● **AVAILABLE DATA**
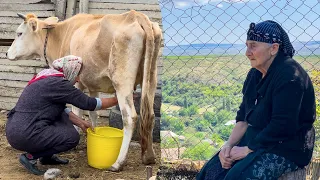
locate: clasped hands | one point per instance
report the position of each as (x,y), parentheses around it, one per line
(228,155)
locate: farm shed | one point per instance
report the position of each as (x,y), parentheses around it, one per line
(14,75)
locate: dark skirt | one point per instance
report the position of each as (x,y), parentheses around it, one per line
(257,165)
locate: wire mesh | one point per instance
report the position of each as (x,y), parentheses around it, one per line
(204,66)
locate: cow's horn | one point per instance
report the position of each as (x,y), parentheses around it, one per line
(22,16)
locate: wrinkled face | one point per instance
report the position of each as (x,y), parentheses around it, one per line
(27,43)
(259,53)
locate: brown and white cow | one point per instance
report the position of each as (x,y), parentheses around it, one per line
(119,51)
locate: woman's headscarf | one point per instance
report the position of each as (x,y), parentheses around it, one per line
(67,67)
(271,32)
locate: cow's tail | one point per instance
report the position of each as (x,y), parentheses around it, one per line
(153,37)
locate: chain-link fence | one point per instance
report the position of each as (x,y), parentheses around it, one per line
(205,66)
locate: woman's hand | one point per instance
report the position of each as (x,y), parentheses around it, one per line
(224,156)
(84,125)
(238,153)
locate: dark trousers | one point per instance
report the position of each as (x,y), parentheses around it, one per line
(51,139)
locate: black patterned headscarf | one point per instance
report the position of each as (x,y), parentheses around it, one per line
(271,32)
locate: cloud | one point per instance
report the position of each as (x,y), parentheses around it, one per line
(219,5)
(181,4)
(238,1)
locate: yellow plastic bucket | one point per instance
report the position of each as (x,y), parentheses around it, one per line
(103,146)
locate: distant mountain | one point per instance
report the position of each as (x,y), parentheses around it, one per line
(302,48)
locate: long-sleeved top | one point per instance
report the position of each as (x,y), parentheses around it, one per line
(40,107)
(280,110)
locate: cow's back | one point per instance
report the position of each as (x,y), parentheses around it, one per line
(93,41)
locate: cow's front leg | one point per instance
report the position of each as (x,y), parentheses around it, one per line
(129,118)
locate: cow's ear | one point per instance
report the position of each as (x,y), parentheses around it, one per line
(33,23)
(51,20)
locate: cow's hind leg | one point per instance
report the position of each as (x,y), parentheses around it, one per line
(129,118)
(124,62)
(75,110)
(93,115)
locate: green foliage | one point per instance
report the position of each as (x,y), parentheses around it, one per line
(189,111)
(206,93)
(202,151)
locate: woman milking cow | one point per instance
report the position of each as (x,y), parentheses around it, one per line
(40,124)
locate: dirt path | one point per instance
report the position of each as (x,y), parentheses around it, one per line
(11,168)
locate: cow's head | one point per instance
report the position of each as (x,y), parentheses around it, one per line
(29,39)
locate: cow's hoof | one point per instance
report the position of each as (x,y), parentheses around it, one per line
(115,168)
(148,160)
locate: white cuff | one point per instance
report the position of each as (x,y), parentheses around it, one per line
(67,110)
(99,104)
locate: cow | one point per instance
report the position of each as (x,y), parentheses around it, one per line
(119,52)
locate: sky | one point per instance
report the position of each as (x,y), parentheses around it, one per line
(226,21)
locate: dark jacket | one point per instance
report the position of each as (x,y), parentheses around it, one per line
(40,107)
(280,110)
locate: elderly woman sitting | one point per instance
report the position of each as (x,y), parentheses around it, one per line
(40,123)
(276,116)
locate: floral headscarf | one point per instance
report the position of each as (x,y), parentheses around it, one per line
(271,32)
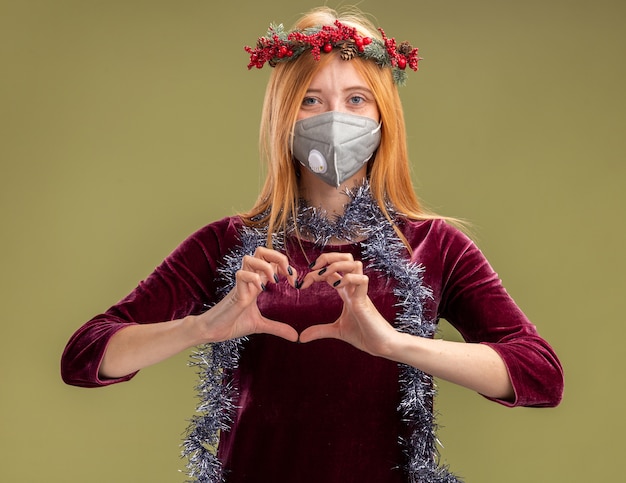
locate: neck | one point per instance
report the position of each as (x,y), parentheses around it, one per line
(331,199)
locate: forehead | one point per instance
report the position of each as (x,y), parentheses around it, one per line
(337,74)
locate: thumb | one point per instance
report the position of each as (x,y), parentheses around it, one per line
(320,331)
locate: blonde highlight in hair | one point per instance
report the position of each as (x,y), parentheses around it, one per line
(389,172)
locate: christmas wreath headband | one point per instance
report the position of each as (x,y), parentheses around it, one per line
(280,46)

● **EXERCISE**
Format the whole listing above as a JSON list of strings, one string per line, with blank lines skipped. Leave the pictures out.

● **SOLUTION TO THIS PROBLEM**
[
  "locate: clasped hands | one point per instance",
  "report the position of each as (x,y), parentheses around it, one per line",
  "(228,155)",
  "locate: farm shed | one point per instance",
  "report the position of each as (x,y), parentheses around it, one per line",
  "(14,75)",
  "locate: dark skirt | one point per instance",
  "report the position of each as (x,y), parentheses around it, one per line",
  "(257,165)",
  "locate: wire mesh | one point per instance",
  "report the position of each as (x,y), parentheses around it, one per line",
  "(204,66)",
  "locate: cow's horn | one point per instance",
  "report the position of each as (x,y), parentheses around it, one per line",
  "(22,16)",
  "locate: wrinkled face | one point per instance",
  "report the position of each as (x,y), parentheses around it, one per line",
  "(27,43)",
  "(259,53)",
  "locate: brown and white cow | one point per instance",
  "report the position of each as (x,y), parentheses around it, one per line",
  "(119,51)",
  "locate: woman's headscarf | one point per instance",
  "report the position of each as (x,y), parentheses around it, one per line",
  "(67,67)",
  "(271,32)",
  "locate: cow's tail | one point per instance",
  "report the position of each as (x,y), parentheses around it, one per line",
  "(153,37)",
  "locate: chain-link fence | one point per instance",
  "report the position of each as (x,y), parentheses around it, one per line",
  "(205,66)",
  "locate: woman's hand | one point per instance",
  "report the position of each as (x,y), parentheses around it, one per line",
  "(224,156)",
  "(84,125)",
  "(238,153)",
  "locate: dark trousers | one point per instance",
  "report the position of each as (x,y), parentheses around it, one per line",
  "(51,139)",
  "locate: black patterned headscarf | one point per instance",
  "report the position of each as (x,y), parentheses around it, one per line",
  "(271,32)",
  "locate: cloud | one point per instance",
  "report the position of each as (x,y), parentheses around it, one per line",
  "(219,5)",
  "(181,4)",
  "(238,1)",
  "locate: yellow plastic bucket | one point per instance",
  "report the position of each as (x,y), parentheses around it, one per line",
  "(103,146)",
  "locate: distant mountain | one point per instance",
  "report the position of each as (x,y), parentheses around it, one per line",
  "(302,48)",
  "locate: long-sleeved top | one point per instance",
  "report the position of each as (x,y), parentheses around it, one per line",
  "(40,107)",
  "(280,110)",
  "locate: cow's back | one point per instance",
  "report the position of each as (x,y), parentheses around it, one per line",
  "(93,41)",
  "locate: cow's front leg | one point per instance",
  "report the position of each as (x,y), parentheses around it, one per line",
  "(129,118)",
  "locate: cow's ear | one point per instance",
  "report the position of each as (x,y), parentheses around it, one per line",
  "(33,23)",
  "(51,20)",
  "locate: cow's hind leg | one point per instance",
  "report the position of each as (x,y), parentheses around it, one per line",
  "(129,118)",
  "(124,62)",
  "(75,110)",
  "(93,115)",
  "locate: green foliage | one point per instance",
  "report the position of each as (x,y), parentheses around it, one per line",
  "(189,111)",
  "(206,93)",
  "(202,151)",
  "locate: woman milking cow | one point per instance",
  "report the position of each as (x,y), parentheses around it, one per line",
  "(40,124)",
  "locate: dirt path | one point per instance",
  "report the position of each as (x,y), parentheses around it, one per line",
  "(11,168)",
  "locate: cow's head | one point per instance",
  "report the position of each as (x,y), parentheses around it, one per line",
  "(29,39)",
  "locate: cow's hoof | one point per instance",
  "report the position of each as (x,y), parentheses around it, one per line",
  "(115,168)",
  "(148,160)",
  "locate: white cuff | one point per instance",
  "report the position of each as (x,y), parentheses around it, one per line",
  "(67,110)",
  "(99,104)",
  "locate: cow | one point per instance",
  "report the position of each as (x,y), parentheses around it, one per line",
  "(119,52)",
  "locate: sky | one point per instance",
  "report the position of each as (x,y), parentheses around it, one per line",
  "(226,21)",
  "locate: dark jacket | one point per instance",
  "report the position of each as (x,y), parentheses around it, one per line",
  "(40,107)",
  "(280,110)",
  "locate: elderly woman sitting | one point per instance",
  "report the position of each as (x,y), parentheses around it, one per line",
  "(40,123)",
  "(276,116)",
  "locate: floral headscarf | one point per instance",
  "report the position of each as (x,y), parentheses around it, one per line",
  "(271,32)",
  "locate: neck | one point per instance",
  "report the position of each as (x,y), parentheses around it, one per line",
  "(331,199)",
  "locate: forehead | one point per instance",
  "report the position of each as (x,y), parentheses around it, one per line",
  "(337,74)",
  "locate: thumb | one point per instance",
  "report the position of each as (x,y), parentheses around it, one per line",
  "(320,331)",
  "locate: blonde highlight in hair | one point per instance",
  "report the position of each as (x,y), parentheses around it, one per line",
  "(389,172)",
  "locate: christmas wreath headband | one point per instance",
  "report the position of each as (x,y), parentheses around it, one per line",
  "(280,46)"
]